• Source excerpt:
▼▼▼
# Control Window Unit Air Conditioner With Thermostat?



## Tommy Plumb (Oct 7, 2006)

I have a 120v window unit and I was wondering how feasible it would be to wire it into a wall thermostat. My first though was to use a 120v Taco switching relay made for a boiler but that won't take the amperage and I'd have a big relay box to stare at. 

My second though was to add an outlet by the air conditioner. Then I'd use a line voltage thermostat to control the neutral. I don't really see any problem with that.


Next question. I'd like to do the same with a 220v unit and use an existing 24v thermostat that currently controls the heat. The thermostat does have a cooling feature on it that is currently unused. 

My thought here is I'd need some sort of enclosure which I could mount on the wall in my unfinished basement below the unit. The wire to the outlet for it is pretty easy to get to. I'd cut the wire and run both ends into the enclosure. The neutral would get spliced together and be un-switched. I'd need to find a double pole relay and run both hots to it. Then I'd have to find somewhere nearby I could put a 24v transformer. Then I'd run 24v into the box and into the relay using the thermostat to switch a side of it. 


Is this practical or safe? Any recommendations on parts, specifically what relay and enclosure I'd need?


----------



## Bud Cline (Mar 12, 2006)

> I have a 120v window unit and I was wondering how feasible it would be to wire it into a wall thermostat.


What's wrong with the internal thermostat it already has?


----------



## Code05 (May 24, 2009)
▲▲▲
In the thread about controlling a window air conditioner with a thermostat, what two drawbacks does Tommy Plumb give for using a 120v Taco switching relay?

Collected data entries
▼▼▼
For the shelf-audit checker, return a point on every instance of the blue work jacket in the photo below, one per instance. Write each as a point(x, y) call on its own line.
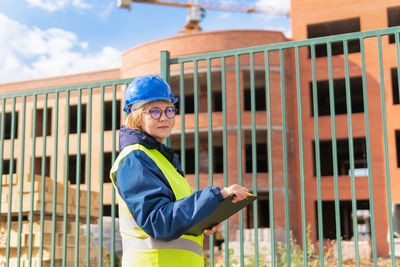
point(149, 196)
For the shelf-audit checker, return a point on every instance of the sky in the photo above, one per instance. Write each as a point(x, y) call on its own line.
point(47, 38)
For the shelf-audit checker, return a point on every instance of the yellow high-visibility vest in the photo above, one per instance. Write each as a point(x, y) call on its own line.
point(139, 249)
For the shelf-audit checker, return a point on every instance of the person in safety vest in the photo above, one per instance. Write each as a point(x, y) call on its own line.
point(156, 204)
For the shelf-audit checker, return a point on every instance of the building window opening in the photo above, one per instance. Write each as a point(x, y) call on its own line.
point(263, 212)
point(189, 160)
point(8, 124)
point(259, 99)
point(346, 220)
point(342, 148)
point(217, 101)
point(398, 147)
point(333, 28)
point(261, 157)
point(38, 166)
point(107, 210)
point(108, 115)
point(393, 14)
point(189, 105)
point(107, 165)
point(6, 166)
point(395, 86)
point(339, 87)
point(218, 159)
point(73, 166)
point(40, 120)
point(73, 118)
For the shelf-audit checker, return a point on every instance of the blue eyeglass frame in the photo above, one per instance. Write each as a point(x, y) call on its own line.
point(156, 113)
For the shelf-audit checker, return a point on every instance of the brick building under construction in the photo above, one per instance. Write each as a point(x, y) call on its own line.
point(213, 91)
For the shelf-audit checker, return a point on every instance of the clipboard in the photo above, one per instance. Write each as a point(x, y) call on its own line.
point(225, 210)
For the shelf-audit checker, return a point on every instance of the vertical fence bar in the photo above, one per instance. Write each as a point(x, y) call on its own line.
point(78, 177)
point(182, 113)
point(239, 151)
point(270, 168)
point(317, 157)
point(66, 173)
point(210, 147)
point(10, 187)
point(21, 182)
point(387, 170)
point(196, 122)
point(164, 65)
point(32, 176)
point(225, 153)
point(351, 152)
point(2, 131)
point(301, 152)
point(55, 159)
point(334, 155)
point(368, 140)
point(43, 177)
point(254, 157)
point(284, 152)
point(101, 177)
point(89, 180)
point(396, 37)
point(113, 155)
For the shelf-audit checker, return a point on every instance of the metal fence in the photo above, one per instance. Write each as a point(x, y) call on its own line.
point(311, 127)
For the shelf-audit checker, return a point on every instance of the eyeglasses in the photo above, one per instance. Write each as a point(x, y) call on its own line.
▲▲▲
• The answer:
It won't take the amperage, and he would have a big relay box to stare at.